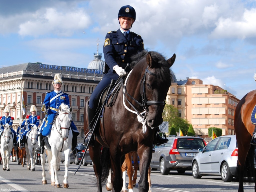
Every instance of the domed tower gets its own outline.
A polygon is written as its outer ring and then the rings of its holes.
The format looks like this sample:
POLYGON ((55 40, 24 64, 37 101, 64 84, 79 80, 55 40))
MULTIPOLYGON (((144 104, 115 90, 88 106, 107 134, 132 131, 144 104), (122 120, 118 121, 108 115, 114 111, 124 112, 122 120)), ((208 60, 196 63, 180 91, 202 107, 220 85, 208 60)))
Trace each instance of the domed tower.
POLYGON ((98 69, 103 71, 104 61, 101 59, 102 57, 101 55, 102 54, 99 53, 99 39, 98 39, 97 42, 97 52, 94 53, 94 54, 93 57, 94 59, 89 63, 88 69, 98 69))

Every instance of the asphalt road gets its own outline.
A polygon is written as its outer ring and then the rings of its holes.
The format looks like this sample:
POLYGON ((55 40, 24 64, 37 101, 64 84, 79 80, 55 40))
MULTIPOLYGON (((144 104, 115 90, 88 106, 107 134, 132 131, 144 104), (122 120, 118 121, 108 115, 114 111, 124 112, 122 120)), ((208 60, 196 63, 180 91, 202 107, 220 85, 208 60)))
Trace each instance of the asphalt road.
MULTIPOLYGON (((74 164, 70 166, 68 178, 69 187, 64 189, 62 187, 55 188, 51 186, 50 176, 48 172, 47 173, 47 178, 48 184, 42 185, 42 167, 40 166, 36 165, 36 171, 32 172, 27 170, 26 165, 22 167, 17 162, 10 162, 10 171, 7 172, 3 170, 2 165, 0 165, 0 192, 97 191, 96 178, 92 166, 82 166, 74 175, 78 166, 74 164)), ((61 164, 61 170, 58 172, 61 183, 64 179, 64 165, 61 164)), ((138 173, 137 183, 139 175, 138 173)), ((193 177, 191 171, 186 171, 183 174, 172 171, 169 175, 161 175, 159 170, 152 171, 151 178, 153 192, 226 192, 237 191, 238 189, 238 183, 235 178, 230 183, 223 182, 220 176, 203 176, 201 179, 196 179, 193 177)), ((127 177, 126 180, 128 182, 127 177)), ((103 191, 107 191, 105 185, 103 185, 102 186, 103 191)), ((254 185, 250 186, 247 184, 245 186, 244 191, 254 191, 254 185)), ((138 191, 137 185, 134 188, 133 191, 138 191)))

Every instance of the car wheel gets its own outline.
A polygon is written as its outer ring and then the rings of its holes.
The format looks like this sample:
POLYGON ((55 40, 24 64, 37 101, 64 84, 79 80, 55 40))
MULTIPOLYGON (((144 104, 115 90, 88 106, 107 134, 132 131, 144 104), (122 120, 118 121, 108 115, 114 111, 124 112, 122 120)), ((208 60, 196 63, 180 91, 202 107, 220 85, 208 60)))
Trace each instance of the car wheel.
POLYGON ((79 162, 77 160, 77 156, 76 156, 76 158, 75 158, 75 163, 76 165, 78 165, 79 164, 79 162))
POLYGON ((186 172, 185 170, 177 170, 178 173, 184 173, 186 172))
POLYGON ((233 178, 228 163, 225 162, 221 166, 221 179, 224 182, 230 182, 233 178))
POLYGON ((196 161, 194 162, 192 166, 192 174, 193 177, 195 179, 200 179, 202 177, 201 175, 199 175, 199 167, 196 161))
POLYGON ((85 162, 85 157, 83 159, 83 165, 84 166, 87 166, 87 164, 85 162))
POLYGON ((168 175, 170 171, 165 166, 165 162, 164 159, 163 158, 161 159, 160 163, 160 173, 162 175, 168 175))

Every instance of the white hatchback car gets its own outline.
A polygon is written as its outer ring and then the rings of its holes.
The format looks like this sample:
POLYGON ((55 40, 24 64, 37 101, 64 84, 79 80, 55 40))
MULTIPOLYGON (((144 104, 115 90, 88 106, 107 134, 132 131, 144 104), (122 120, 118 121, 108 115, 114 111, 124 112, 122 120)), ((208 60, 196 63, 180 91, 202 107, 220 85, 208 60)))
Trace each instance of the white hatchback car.
POLYGON ((194 178, 221 175, 223 181, 229 182, 236 176, 238 151, 236 135, 219 137, 198 150, 192 162, 194 178))

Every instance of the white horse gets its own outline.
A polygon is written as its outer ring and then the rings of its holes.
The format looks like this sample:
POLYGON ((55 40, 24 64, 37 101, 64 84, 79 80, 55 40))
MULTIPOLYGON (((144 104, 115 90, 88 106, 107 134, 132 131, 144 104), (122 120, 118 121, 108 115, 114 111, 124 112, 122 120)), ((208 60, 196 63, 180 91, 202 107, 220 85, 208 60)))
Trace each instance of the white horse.
POLYGON ((31 171, 35 170, 35 164, 36 162, 36 145, 37 143, 36 137, 37 136, 38 127, 36 125, 34 125, 31 130, 28 133, 27 142, 25 146, 27 152, 27 157, 28 158, 28 170, 31 171))
MULTIPOLYGON (((49 143, 51 148, 51 150, 46 145, 45 148, 48 151, 47 152, 48 162, 50 165, 51 173, 51 183, 52 186, 55 188, 60 187, 58 177, 58 171, 61 159, 60 152, 63 151, 65 154, 65 173, 64 179, 62 184, 62 187, 64 188, 69 187, 68 168, 69 166, 69 154, 71 149, 71 142, 73 136, 72 131, 70 130, 70 125, 72 121, 71 113, 73 109, 69 108, 68 105, 62 103, 59 108, 59 115, 57 116, 55 122, 53 122, 52 126, 51 133, 48 135, 49 143), (50 151, 51 151, 51 152, 50 151)), ((40 143, 39 141, 39 143, 40 143)), ((42 174, 43 178, 42 184, 47 183, 45 178, 45 161, 44 153, 41 155, 41 164, 43 170, 42 174)))
POLYGON ((11 133, 11 126, 8 123, 4 125, 4 129, 0 139, 0 150, 3 159, 3 170, 10 170, 10 156, 13 147, 13 138, 11 133))

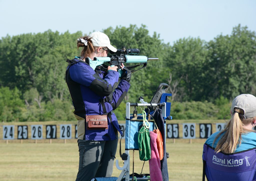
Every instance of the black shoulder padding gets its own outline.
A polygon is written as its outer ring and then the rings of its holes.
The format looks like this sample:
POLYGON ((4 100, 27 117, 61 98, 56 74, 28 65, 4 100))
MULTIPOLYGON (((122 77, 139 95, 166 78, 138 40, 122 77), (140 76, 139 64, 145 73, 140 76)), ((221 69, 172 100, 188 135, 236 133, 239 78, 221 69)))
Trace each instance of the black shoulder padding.
POLYGON ((89 87, 97 95, 102 97, 108 96, 113 91, 111 85, 108 86, 107 83, 103 82, 98 79, 94 79, 89 87))

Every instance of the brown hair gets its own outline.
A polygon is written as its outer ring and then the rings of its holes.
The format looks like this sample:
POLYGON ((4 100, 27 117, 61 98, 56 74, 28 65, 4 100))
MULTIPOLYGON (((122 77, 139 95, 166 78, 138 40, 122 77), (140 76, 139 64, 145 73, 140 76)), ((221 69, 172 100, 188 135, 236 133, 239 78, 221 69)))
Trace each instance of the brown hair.
POLYGON ((86 45, 84 44, 80 41, 77 41, 77 48, 79 47, 83 47, 80 56, 84 57, 90 56, 92 53, 94 51, 95 47, 92 45, 92 42, 91 39, 91 37, 89 38, 88 36, 81 37, 80 38, 83 38, 87 40, 87 45, 86 45))
POLYGON ((243 110, 238 108, 235 108, 234 110, 234 114, 226 128, 218 134, 213 141, 213 146, 217 139, 224 133, 218 142, 215 148, 217 153, 220 151, 226 153, 234 153, 238 145, 241 144, 242 134, 245 132, 253 131, 244 129, 243 126, 251 123, 256 117, 245 119, 243 115, 244 114, 243 110))

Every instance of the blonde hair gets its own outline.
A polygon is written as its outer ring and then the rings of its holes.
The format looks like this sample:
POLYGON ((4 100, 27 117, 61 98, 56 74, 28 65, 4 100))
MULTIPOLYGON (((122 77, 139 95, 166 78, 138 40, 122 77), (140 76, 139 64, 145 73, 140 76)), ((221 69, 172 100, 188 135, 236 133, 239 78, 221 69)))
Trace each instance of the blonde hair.
POLYGON ((91 55, 95 49, 96 47, 92 45, 92 42, 91 40, 91 37, 89 38, 88 36, 81 37, 81 38, 87 40, 87 45, 86 45, 84 44, 81 41, 77 41, 77 48, 79 47, 83 47, 83 49, 81 52, 80 56, 84 57, 91 56, 91 55))
POLYGON ((221 135, 224 135, 218 142, 215 151, 218 153, 221 151, 226 153, 231 153, 235 151, 237 145, 241 145, 242 134, 245 132, 252 132, 243 127, 243 126, 252 123, 256 116, 245 119, 243 115, 243 110, 237 108, 234 109, 234 111, 231 119, 226 128, 219 133, 214 140, 212 145, 221 135))

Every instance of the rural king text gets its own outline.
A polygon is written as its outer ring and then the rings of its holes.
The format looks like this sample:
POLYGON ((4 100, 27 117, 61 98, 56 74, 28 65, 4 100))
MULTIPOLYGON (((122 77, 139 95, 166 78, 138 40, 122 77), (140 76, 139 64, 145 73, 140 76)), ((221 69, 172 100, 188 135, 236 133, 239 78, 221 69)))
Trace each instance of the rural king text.
POLYGON ((224 165, 241 165, 243 164, 243 158, 239 159, 221 159, 217 157, 216 155, 213 155, 212 157, 212 161, 214 162, 219 163, 224 165))

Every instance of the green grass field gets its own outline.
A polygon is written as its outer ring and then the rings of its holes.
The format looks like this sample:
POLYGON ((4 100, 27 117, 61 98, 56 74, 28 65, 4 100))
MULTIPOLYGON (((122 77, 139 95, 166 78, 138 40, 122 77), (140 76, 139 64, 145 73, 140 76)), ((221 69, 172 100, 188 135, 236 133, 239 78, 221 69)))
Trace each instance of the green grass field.
MULTIPOLYGON (((196 139, 189 144, 188 140, 176 139, 175 143, 172 142, 172 139, 167 140, 170 180, 201 179, 202 152, 205 141, 196 139)), ((74 180, 79 160, 76 140, 67 140, 66 144, 63 141, 53 140, 51 144, 45 140, 38 141, 36 144, 32 140, 24 141, 22 144, 18 140, 9 141, 8 144, 2 142, 0 144, 0 180, 74 180)), ((123 142, 122 150, 124 150, 123 142)), ((131 172, 132 155, 130 151, 131 172)), ((139 173, 143 162, 139 160, 138 151, 135 151, 135 172, 139 173)), ((119 154, 116 156, 121 165, 119 154)), ((146 162, 143 173, 149 173, 149 168, 148 162, 146 162)), ((115 165, 113 171, 113 176, 118 176, 121 173, 115 165)))
MULTIPOLYGON (((223 122, 221 120, 180 120, 172 123, 209 123, 223 122)), ((170 122, 168 123, 170 123, 170 122)), ((36 122, 35 123, 1 123, 3 125, 29 125, 31 124, 75 124, 71 122, 36 122)), ((197 126, 198 127, 198 125, 197 126)), ((2 137, 2 133, 0 138, 2 137)), ((199 135, 196 129, 197 137, 199 135)), ((213 126, 213 132, 215 131, 213 126)), ((182 137, 180 131, 180 137, 182 137)), ((16 131, 15 131, 17 134, 16 131)), ((29 132, 29 137, 30 136, 29 132)), ((15 137, 17 137, 16 135, 15 137)), ((202 179, 202 154, 203 145, 205 139, 189 140, 167 139, 167 151, 170 157, 167 159, 169 178, 172 180, 198 180, 202 179)), ((77 140, 38 140, 37 143, 30 139, 5 140, 0 139, 0 180, 74 180, 78 169, 79 153, 77 140)), ((122 152, 124 152, 124 140, 122 140, 122 152)), ((119 165, 122 161, 119 155, 119 143, 116 155, 119 165)), ((132 151, 130 151, 130 173, 132 171, 132 151)), ((135 172, 140 173, 143 162, 139 160, 138 153, 135 151, 135 172)), ((149 173, 148 162, 146 162, 143 173, 149 173)), ((118 176, 121 171, 114 165, 112 176, 118 176)))

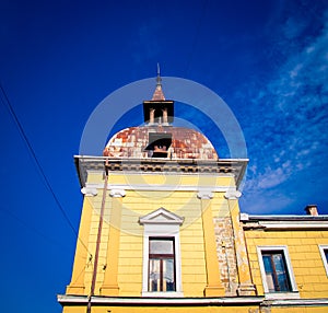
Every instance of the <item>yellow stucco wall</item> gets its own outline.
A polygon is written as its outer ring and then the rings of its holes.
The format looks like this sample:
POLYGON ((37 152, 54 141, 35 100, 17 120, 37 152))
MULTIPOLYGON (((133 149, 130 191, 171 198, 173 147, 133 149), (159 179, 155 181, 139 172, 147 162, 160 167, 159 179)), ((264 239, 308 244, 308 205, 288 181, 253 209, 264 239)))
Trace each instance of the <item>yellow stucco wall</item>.
MULTIPOLYGON (((97 185, 97 195, 85 196, 83 210, 86 206, 92 207, 90 223, 90 235, 85 243, 87 250, 94 255, 97 240, 99 211, 103 198, 104 175, 101 172, 90 172, 89 184, 97 185)), ((207 285, 204 243, 201 219, 201 204, 197 197, 197 190, 213 186, 233 186, 233 177, 213 175, 177 175, 177 174, 147 174, 136 175, 128 173, 109 174, 106 206, 99 257, 97 267, 97 279, 95 294, 99 294, 105 271, 106 257, 113 253, 108 246, 109 228, 120 230, 119 253, 118 253, 118 295, 140 297, 142 290, 142 257, 143 257, 143 225, 139 224, 139 217, 148 215, 161 207, 183 217, 184 223, 180 227, 180 255, 181 255, 181 281, 185 297, 203 297, 207 285), (121 198, 121 219, 119 224, 113 223, 113 198, 108 196, 110 188, 120 186, 126 190, 121 198), (161 189, 165 186, 164 190, 161 189), (194 188, 190 188, 194 186, 194 188), (196 188, 195 188, 196 186, 196 188)), ((226 216, 229 208, 224 193, 213 193, 211 200, 212 217, 226 216)), ((82 223, 82 221, 81 221, 82 223)), ((85 230, 83 230, 85 231, 85 230)), ((79 244, 79 243, 78 243, 79 244)), ((215 251, 213 251, 215 254, 215 251)), ((89 294, 93 275, 93 262, 84 257, 75 256, 74 267, 84 266, 84 294, 89 294)))
POLYGON ((326 298, 328 295, 328 278, 318 247, 319 244, 328 244, 328 231, 248 230, 245 236, 251 274, 259 294, 263 294, 263 288, 256 247, 285 245, 301 298, 326 298))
________________________
● Task details
Reproduce the rows above, from their beginning through the line that contains "POLYGON ((98 69, 103", with both ends included. Omit the pictures.

● Output for this task
Every instance of the domed tower gets its own outline.
A polygon is written as its outer ring and then the rings of its holes.
The format looks like this sample:
POLYGON ((55 40, 24 64, 37 101, 64 84, 79 80, 55 40))
MULTIPOLYGON (((144 104, 115 90, 88 106, 107 134, 132 131, 144 104), (122 120, 118 121, 108 115, 114 111, 124 112, 122 120)), ((208 60, 196 63, 180 91, 202 107, 220 85, 208 60)))
Trace each instance of the domed tower.
POLYGON ((98 69, 103 71, 104 61, 101 59, 102 57, 101 55, 102 54, 99 53, 99 39, 98 39, 97 42, 97 52, 94 53, 94 54, 93 57, 94 59, 89 63, 88 69, 98 69))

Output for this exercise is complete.